_Excerpted text_:
________________

Walken initially trained as as dancer before deciding to focus on acting. He’s often been able to utilize this skill in his films, as he ably demonstrates in the following showstopping scene with Bernadette Peters from Pennies from Heaven (1981), lip-syncing to “Let’s Misbehave” while he dances and does a striptease atop a bar. It’s a stunner. (Walken tries to put a little dance number or movement into all of his roles, whether scripted or not.)
In 1982 Christopher Walken appeared with Susan Sarandon in a 60-minute film of Kurt Vonnegut’s short story, Who Am I This Time?, directed by Jonathan Demme for American Playhouse on PBS. Walken plays Harry Nash, a shy, introverted man who works in a hardware store in a small town. He breaks out of his shell whenever he performs in local theater productions. For Harry this is acting out in extreme fashion. Sarandon is Helene Shaw, a new arrival in town working for the phone company. She’s attracted to Harry when she sees him onstage, but is thrown for a loop when she tries to get something going with him offstage. Her solution to this problem is worked out in a very charming way. I haven’t seen this for years, but remember being quite taken with it. Demme is a very humanistic director, and tells this story in a relaxed, respectful way. It’s quite a different kind of role for Walken, and he’s great in it.

________________

_What to work on_:
(A) In the excerpt about Christopher Walken, where does Harry Nash work in Who Am I This Time?
(B) Transcribe the excerpt about Christopher Walken word for word, from "Walken initially trained" to "scripted or not.)".

_Record extracts_:
________________

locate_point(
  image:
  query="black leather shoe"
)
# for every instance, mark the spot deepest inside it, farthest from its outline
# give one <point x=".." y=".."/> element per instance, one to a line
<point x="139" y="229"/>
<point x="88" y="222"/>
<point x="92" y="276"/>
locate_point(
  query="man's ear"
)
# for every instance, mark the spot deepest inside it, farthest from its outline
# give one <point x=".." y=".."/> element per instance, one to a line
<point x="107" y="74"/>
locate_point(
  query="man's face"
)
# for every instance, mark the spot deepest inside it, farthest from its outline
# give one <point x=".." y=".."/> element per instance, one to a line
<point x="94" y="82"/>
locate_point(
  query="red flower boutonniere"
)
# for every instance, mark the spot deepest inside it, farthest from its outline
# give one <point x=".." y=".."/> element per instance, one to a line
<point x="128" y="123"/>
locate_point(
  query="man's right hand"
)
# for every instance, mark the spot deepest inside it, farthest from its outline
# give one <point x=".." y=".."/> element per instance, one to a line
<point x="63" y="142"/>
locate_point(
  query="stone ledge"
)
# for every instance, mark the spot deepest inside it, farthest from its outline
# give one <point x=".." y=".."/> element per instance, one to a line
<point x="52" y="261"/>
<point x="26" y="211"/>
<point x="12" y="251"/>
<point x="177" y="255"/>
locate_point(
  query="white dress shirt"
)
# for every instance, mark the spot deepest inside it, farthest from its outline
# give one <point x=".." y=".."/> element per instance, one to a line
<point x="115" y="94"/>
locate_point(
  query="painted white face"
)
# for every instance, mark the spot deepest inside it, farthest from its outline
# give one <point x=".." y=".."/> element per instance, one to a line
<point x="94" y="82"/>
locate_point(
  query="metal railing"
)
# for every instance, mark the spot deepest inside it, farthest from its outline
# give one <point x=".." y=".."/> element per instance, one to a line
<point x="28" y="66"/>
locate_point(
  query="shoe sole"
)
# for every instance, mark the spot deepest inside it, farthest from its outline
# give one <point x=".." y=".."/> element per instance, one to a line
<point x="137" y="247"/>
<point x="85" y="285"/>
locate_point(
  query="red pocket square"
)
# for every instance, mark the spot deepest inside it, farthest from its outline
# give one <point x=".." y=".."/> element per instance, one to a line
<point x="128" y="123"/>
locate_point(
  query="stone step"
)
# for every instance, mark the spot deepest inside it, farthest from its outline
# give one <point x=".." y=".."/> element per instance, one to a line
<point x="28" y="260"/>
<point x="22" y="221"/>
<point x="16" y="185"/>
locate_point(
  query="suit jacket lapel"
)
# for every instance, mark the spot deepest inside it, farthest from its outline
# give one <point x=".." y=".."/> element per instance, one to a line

________________

_List of solutions_:
(A) Harry Nash works in a hardware store in a small town.

(B)
Walken initially trained as as dancer before deciding to focus on acting. He’s often been able to utilize this skill in his films, as he ably demonstrates in the following showstopping scene with Bernadette Peters from Pennies from Heaven (1981), lip-syncing to “Let’s Misbehave” while he dances and does a striptease atop a bar. It’s a stunner. (Walken tries to put a little dance number or movement into all of his roles, whether scripted or not.)